What the exercise asks: Retype the material word for word, from its first line through the line that contains "162 87 L 165", and stop there.

# START OF Dataset

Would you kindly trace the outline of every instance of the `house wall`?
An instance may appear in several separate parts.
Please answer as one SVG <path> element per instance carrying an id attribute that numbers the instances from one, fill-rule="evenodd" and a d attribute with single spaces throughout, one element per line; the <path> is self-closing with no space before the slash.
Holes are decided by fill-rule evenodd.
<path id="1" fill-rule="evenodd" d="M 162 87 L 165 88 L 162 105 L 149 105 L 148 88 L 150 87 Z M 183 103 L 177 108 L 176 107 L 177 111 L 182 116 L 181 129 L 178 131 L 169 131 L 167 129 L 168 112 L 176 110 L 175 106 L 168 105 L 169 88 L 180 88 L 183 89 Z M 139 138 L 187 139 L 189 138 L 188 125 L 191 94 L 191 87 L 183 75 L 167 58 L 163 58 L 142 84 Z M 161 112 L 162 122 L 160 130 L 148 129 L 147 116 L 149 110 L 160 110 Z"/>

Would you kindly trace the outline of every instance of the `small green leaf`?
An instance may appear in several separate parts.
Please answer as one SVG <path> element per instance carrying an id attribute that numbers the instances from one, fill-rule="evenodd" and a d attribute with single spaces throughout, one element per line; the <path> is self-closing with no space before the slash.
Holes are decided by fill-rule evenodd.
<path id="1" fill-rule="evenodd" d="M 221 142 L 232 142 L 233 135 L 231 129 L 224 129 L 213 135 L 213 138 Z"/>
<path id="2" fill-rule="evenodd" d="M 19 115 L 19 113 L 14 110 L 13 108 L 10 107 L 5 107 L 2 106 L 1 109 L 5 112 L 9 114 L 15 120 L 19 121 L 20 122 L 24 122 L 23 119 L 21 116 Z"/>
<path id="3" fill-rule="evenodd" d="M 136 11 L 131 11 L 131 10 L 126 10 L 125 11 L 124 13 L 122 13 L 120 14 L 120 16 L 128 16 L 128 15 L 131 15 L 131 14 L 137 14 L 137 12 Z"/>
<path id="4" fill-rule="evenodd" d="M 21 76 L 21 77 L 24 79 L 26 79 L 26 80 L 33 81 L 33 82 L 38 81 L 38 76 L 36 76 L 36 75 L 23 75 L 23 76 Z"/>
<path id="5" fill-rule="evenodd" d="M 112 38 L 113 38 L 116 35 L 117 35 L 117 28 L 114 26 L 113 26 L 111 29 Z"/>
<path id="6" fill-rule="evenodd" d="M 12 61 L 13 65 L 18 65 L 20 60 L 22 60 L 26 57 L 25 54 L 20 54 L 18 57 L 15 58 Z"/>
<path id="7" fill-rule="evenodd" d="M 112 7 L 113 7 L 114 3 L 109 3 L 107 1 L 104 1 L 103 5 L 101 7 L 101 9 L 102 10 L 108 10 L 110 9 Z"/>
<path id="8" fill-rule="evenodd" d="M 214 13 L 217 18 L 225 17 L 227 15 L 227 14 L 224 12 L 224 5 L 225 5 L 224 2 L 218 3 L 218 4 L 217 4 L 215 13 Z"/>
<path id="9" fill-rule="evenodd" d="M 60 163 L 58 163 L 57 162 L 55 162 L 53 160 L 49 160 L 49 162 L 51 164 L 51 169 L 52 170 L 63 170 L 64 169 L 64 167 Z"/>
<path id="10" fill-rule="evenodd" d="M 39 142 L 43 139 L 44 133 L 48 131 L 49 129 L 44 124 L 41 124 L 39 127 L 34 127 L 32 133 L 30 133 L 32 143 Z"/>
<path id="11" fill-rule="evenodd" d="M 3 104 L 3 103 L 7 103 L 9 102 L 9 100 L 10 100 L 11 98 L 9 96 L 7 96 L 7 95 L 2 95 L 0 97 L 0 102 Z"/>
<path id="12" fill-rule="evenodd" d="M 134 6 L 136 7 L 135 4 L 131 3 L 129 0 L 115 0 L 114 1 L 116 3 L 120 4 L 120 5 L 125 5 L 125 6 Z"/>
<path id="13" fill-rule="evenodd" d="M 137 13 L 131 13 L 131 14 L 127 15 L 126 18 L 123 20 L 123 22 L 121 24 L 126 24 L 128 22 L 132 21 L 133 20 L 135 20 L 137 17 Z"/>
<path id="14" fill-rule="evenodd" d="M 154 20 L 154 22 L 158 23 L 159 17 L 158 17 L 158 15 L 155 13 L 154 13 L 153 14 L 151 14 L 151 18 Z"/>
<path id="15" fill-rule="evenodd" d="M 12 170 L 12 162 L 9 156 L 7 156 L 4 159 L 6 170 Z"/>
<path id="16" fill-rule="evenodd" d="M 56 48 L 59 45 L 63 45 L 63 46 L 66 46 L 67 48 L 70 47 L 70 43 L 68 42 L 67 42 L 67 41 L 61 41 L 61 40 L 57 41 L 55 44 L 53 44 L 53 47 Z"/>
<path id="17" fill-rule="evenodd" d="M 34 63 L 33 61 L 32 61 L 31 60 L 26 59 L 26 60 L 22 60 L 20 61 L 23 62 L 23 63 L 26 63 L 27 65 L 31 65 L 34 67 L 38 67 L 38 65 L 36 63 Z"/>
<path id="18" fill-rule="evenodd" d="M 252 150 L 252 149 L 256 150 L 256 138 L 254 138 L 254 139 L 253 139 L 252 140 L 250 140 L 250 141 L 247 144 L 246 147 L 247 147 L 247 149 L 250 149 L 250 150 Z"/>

# END OF Dataset

The reply:
Would you kindly trace the outline of every instance of the `house wall`?
An instance may appear in several separate parts.
Please answer as one SVG <path> element per instance carrying an id attribute that numbers the instances from one, fill-rule="evenodd" and a d attribute with single spaces throughout, one element per line; the <path> is self-closing with no space before the slash.
Holes are decided by fill-rule evenodd.
<path id="1" fill-rule="evenodd" d="M 162 87 L 165 88 L 162 105 L 149 105 L 148 88 L 150 87 Z M 183 103 L 177 108 L 176 107 L 177 111 L 182 116 L 181 129 L 178 131 L 169 131 L 167 129 L 168 112 L 176 110 L 175 106 L 168 105 L 169 88 L 180 88 L 183 89 Z M 139 138 L 187 139 L 189 138 L 188 125 L 191 94 L 191 87 L 183 75 L 167 58 L 163 58 L 142 84 Z M 161 112 L 162 122 L 160 130 L 148 129 L 147 116 L 149 110 L 160 110 Z"/>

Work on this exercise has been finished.